Collected data
• • • • • • •

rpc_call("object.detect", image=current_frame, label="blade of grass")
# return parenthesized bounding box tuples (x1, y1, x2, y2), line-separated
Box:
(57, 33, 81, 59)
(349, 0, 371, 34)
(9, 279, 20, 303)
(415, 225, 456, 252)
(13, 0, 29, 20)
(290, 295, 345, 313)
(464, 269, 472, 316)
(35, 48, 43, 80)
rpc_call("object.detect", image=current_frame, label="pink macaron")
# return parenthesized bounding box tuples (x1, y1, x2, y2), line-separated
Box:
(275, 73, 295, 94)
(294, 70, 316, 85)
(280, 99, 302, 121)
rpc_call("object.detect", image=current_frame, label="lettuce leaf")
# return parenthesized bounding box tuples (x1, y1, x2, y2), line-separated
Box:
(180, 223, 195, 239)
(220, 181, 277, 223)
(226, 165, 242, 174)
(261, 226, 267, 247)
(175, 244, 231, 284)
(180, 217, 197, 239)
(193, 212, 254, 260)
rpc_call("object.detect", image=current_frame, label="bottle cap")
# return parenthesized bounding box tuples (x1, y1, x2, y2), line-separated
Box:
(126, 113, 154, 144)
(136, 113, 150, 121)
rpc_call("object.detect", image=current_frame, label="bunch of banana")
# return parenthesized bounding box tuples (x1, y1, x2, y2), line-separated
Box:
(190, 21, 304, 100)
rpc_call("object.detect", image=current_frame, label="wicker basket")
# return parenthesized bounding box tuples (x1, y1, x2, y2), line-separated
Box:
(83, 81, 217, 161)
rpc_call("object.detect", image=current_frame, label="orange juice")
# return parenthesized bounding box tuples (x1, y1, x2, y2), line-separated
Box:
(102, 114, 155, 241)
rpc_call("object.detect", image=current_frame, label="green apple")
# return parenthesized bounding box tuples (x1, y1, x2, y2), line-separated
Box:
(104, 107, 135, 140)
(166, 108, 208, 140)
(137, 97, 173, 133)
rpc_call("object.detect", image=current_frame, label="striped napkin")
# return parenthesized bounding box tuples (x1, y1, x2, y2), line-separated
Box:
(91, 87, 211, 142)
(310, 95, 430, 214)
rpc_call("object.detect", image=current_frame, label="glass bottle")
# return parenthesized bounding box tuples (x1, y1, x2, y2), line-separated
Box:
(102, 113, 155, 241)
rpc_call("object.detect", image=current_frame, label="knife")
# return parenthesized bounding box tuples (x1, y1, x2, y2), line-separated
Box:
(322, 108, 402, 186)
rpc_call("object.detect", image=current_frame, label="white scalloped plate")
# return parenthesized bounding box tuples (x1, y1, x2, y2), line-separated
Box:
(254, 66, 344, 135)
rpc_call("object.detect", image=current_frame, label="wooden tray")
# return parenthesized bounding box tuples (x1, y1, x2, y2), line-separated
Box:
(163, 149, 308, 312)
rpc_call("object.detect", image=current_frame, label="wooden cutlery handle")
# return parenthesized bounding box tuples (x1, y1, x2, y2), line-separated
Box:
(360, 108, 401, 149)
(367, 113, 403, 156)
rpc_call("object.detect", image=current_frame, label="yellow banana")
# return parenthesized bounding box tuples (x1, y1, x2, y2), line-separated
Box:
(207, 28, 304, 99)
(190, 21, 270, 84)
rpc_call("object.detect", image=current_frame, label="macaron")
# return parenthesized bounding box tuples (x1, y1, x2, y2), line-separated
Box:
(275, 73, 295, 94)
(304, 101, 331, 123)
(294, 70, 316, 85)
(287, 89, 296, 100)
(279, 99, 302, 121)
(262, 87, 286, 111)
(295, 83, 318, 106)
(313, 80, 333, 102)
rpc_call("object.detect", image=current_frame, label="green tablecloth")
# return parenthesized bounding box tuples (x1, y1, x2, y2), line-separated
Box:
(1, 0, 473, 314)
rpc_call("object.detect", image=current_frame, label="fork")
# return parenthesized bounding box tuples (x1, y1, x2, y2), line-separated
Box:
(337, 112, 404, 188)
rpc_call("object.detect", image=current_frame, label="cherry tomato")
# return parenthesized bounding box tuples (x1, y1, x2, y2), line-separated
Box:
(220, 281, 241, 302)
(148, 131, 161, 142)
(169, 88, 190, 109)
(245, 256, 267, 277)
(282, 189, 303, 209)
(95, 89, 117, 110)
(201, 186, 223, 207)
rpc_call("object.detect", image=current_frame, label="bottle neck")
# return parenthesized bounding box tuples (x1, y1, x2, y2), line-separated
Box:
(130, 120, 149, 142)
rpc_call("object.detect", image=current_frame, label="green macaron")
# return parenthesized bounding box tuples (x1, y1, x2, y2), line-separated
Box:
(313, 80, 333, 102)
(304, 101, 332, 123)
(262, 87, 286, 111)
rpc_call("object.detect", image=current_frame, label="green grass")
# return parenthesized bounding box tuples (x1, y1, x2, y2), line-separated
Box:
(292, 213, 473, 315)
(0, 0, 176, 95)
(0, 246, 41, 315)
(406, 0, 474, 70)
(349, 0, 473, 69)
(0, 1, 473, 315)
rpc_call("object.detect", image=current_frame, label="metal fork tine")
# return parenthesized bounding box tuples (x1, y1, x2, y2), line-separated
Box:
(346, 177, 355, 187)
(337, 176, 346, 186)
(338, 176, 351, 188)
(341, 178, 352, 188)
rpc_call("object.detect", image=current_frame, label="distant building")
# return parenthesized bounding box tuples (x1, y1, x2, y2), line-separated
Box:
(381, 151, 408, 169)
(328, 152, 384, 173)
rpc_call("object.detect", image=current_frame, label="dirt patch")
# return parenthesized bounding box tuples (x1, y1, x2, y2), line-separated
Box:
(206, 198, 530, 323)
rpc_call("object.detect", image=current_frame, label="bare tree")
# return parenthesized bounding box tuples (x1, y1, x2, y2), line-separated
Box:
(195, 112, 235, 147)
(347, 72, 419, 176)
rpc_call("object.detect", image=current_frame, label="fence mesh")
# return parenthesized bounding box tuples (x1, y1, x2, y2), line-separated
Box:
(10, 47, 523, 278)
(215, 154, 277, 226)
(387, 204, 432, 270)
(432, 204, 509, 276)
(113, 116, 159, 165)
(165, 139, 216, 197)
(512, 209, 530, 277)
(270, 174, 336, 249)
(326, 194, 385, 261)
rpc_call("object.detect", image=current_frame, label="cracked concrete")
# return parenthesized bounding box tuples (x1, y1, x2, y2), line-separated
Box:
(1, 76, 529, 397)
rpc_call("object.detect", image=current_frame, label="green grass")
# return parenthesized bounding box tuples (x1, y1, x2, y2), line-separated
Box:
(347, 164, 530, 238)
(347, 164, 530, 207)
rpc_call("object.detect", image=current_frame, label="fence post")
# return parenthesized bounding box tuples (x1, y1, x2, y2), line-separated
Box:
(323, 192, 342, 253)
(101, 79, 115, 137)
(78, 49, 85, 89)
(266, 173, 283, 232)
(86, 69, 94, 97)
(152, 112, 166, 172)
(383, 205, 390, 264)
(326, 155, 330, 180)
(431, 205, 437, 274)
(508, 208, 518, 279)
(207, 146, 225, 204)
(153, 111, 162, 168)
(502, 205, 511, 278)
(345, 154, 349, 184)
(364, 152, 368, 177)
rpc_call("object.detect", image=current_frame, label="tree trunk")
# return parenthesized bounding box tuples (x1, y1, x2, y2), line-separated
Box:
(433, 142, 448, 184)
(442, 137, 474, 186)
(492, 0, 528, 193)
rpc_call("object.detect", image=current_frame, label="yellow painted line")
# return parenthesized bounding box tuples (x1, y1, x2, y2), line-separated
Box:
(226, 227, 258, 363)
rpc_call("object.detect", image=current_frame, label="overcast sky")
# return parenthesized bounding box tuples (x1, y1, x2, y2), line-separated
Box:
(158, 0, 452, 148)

• • • • • • •

> [Exercise goal] Please copy out each line of the data in which the word "banana" occurs.

> [Task output]
rpc_call("object.detect", image=current_frame, label="bunch of banana")
rpc_call("object.detect", image=current_frame, label="yellow banana")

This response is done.